## GOAL:
Your task is to repeat all of the material exactly.

========

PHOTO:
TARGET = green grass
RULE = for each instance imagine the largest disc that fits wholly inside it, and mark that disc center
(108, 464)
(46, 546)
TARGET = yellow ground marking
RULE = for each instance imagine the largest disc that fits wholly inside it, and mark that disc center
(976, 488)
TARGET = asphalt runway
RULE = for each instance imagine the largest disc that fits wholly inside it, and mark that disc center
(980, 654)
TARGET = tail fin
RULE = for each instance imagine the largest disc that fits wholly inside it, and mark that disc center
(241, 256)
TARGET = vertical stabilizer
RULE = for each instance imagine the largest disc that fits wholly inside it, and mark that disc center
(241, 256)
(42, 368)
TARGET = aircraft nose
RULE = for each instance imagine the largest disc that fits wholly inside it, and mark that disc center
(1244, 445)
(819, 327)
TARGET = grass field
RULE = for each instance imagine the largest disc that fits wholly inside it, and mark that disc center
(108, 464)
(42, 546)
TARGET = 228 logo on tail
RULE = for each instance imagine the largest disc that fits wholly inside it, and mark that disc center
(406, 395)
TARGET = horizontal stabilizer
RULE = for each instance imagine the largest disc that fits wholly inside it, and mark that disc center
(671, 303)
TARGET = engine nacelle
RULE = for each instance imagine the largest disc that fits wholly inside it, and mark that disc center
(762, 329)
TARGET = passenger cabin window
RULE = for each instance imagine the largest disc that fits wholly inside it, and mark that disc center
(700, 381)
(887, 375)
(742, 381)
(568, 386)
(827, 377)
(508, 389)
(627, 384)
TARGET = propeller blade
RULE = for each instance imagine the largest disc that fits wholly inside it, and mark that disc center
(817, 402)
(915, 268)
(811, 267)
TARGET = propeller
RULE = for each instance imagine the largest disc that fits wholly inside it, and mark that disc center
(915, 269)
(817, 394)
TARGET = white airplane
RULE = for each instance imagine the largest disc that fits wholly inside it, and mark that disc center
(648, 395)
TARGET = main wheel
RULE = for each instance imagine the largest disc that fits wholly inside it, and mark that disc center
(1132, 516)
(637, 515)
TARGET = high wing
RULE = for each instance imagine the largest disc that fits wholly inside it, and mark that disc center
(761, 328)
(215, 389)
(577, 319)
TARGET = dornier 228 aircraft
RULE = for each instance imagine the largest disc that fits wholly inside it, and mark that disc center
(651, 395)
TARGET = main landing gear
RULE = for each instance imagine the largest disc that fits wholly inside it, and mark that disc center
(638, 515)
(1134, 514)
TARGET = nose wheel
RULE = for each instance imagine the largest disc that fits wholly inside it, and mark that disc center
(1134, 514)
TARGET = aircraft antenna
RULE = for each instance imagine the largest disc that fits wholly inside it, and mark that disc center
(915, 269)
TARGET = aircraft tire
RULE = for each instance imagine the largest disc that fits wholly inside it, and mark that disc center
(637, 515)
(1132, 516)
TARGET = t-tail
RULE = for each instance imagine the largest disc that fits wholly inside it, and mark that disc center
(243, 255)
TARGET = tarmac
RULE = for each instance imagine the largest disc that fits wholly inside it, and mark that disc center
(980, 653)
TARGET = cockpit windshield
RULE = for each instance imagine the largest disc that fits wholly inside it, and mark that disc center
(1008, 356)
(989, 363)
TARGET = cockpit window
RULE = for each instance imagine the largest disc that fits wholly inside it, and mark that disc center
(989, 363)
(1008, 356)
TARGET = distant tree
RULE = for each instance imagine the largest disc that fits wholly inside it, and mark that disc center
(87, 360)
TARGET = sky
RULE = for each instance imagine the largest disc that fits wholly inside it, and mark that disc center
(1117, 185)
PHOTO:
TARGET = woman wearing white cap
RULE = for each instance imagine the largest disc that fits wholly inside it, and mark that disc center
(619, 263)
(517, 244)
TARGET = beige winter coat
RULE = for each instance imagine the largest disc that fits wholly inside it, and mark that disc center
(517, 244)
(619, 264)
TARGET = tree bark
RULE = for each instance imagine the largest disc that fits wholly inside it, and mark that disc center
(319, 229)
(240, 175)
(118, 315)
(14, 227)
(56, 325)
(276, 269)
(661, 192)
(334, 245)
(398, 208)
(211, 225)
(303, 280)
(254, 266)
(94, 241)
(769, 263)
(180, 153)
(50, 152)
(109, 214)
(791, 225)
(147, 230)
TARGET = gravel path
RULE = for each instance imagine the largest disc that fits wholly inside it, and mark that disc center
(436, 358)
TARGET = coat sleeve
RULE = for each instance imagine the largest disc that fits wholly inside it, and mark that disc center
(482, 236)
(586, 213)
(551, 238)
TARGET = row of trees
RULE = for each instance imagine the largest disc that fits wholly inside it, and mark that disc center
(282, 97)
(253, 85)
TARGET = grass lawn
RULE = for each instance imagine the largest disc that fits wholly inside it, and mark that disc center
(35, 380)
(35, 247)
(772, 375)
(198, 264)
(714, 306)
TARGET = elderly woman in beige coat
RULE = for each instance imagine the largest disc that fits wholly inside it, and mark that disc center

========

## COMPLETED TASK:
PHOTO:
TARGET = green grass
RULE = for each instance imagine the largest disc that fits wholly inside it, and mark that disc center
(108, 464)
(46, 546)
TARGET = yellow ground marking
RULE = for each instance imagine the largest disc that fits wholly inside it, and mark that disc center
(976, 488)
TARGET = asphalt runway
RULE = for each instance imagine the largest disc that fits wholly inside it, and mark that disc center
(980, 654)
TARGET = tail fin
RULE = for each instance imagine the largest disc that fits wholly inside it, and mark that disc center
(241, 256)
TARGET = vertical stabilizer
RULE = for each instance imagine the largest disc that fits wholly inside it, and mark that disc center
(241, 256)
(42, 368)
TARGET = aircraft nose
RULE = for each instance imagine the largest disc that fits wholly inside it, and mark that disc center
(1244, 445)
(819, 327)
TARGET = grass field
RULE = for each instance imagine the largest disc that fits wholly inside it, and mark that disc center
(108, 464)
(42, 546)
TARGET = 228 logo on tail
RULE = for each instance imagine the largest disc that fits wholly inside it, and mark that disc center
(406, 395)
TARGET = horizontal stabilizer
RULE = for each instance imagine the largest disc that fits wholly inside it, and mark that disc center
(671, 303)
TARGET = engine nacelle
RULE = for each instance imagine the largest disc that fits wholly inside it, and mark that disc center
(762, 329)
TARGET = passenger cabin window
RULE = for each instance imagine the largest disc that fits wholly inside it, and mark that disc center
(700, 381)
(887, 375)
(742, 381)
(568, 386)
(827, 377)
(508, 389)
(627, 384)
TARGET = propeller blade
RULE = for each instance imagine the largest disc that fits wholly inside it, and mark that disc center
(817, 402)
(915, 268)
(811, 267)
TARGET = propeller
RULE = for each instance imagine the largest disc that fits wholly inside it, and mark that disc center
(915, 269)
(817, 394)
TARGET = white airplane
RULE = for each instance imagine the largest disc that fits wholly inside it, and mark that disc center
(648, 395)
TARGET = main wheel
RULE = for each instance imagine the largest disc that fits wholly inside it, and mark that disc center
(1132, 516)
(637, 515)
TARGET = high wing
RULE = for each instance imagine the largest disc that fits wholly inside it, and mark that disc center
(761, 328)
(215, 389)
(577, 319)
TARGET = dornier 228 aircraft
RULE = for each instance imagine the largest disc that fits wholly inside it, and mark that disc center
(651, 395)
TARGET = main landing gear
RULE = for each instance imagine the largest disc that fits wholly inside it, and mark that disc center
(638, 515)
(1134, 514)
TARGET = nose wheel
RULE = for each instance imagine the largest disc that fits wholly inside it, and mark that disc center
(1134, 514)
TARGET = aircraft antenna
RULE = for each instance imagine the largest disc that fits wholly inside it, and mark that disc center
(915, 269)
TARGET = aircraft tire
RULE = for each instance imagine the largest disc that fits wholly inside it, and mark that disc center
(637, 515)
(1132, 516)
TARGET = t-tail
RULE = for each instance imagine the largest disc that fits wholly inside it, and mark that disc center
(243, 255)
TARGET = tarmac
RULE = for each instance imagine the largest disc that fits wholly inside it, and mark that disc center
(980, 653)
TARGET = cockpit windshield
RULE = for each instance imagine the largest disc that fits wholly inside it, and mark that disc center
(1008, 356)
(989, 363)
TARGET = cockpit window
RULE = for each instance imagine the largest disc that fits wholly inside it, and mark that disc center
(989, 363)
(1008, 356)
TARGET = distant tree
RULE = for each instance imagine the largest disc that fits wholly inside it, and mark that disc center
(87, 360)
TARGET = sky
RULE = for each instance imagine the largest disc that fits wholly inside it, and mark that disc center
(1117, 185)
PHOTO:
TARGET = woman wearing white cap
RULE = for each instance imagine the largest disc that fits wholly inside it, and mark that disc center
(619, 263)
(517, 244)
TARGET = beige winter coat
RULE = for each instance imagine the largest disc that fits wholly inside it, and mark that disc center
(517, 244)
(619, 264)
TARGET = tree bark
RULE = for each instance imagine the largest disc that fits wholly inside it, and mark that disc center
(319, 229)
(240, 175)
(118, 315)
(14, 227)
(56, 325)
(276, 269)
(661, 192)
(334, 245)
(398, 208)
(211, 225)
(303, 280)
(254, 266)
(94, 241)
(769, 263)
(180, 153)
(50, 152)
(109, 214)
(791, 225)
(147, 230)
TARGET = gravel path
RULE = for each instance imagine the largest disc that fits wholly inside it, and mark that disc center
(436, 358)
TARGET = coat sleeve
RULE = for each instance imagine the largest disc that fits wholly inside it, and mark that disc center
(482, 236)
(586, 213)
(551, 238)
TARGET = row of trees
RULE = for each instance imagine the largest disc that fits wholly inside it, and mark that disc center
(282, 97)
(253, 85)
TARGET = grass lawn
RULE = for each instance imagine the largest disc that fits wholly inside it, and mark that disc center
(35, 380)
(35, 247)
(772, 375)
(198, 264)
(714, 306)
TARGET = elderly woman in beige coat
RULE = for each instance imagine the largest disc that fits wholly inside it, and mark that disc center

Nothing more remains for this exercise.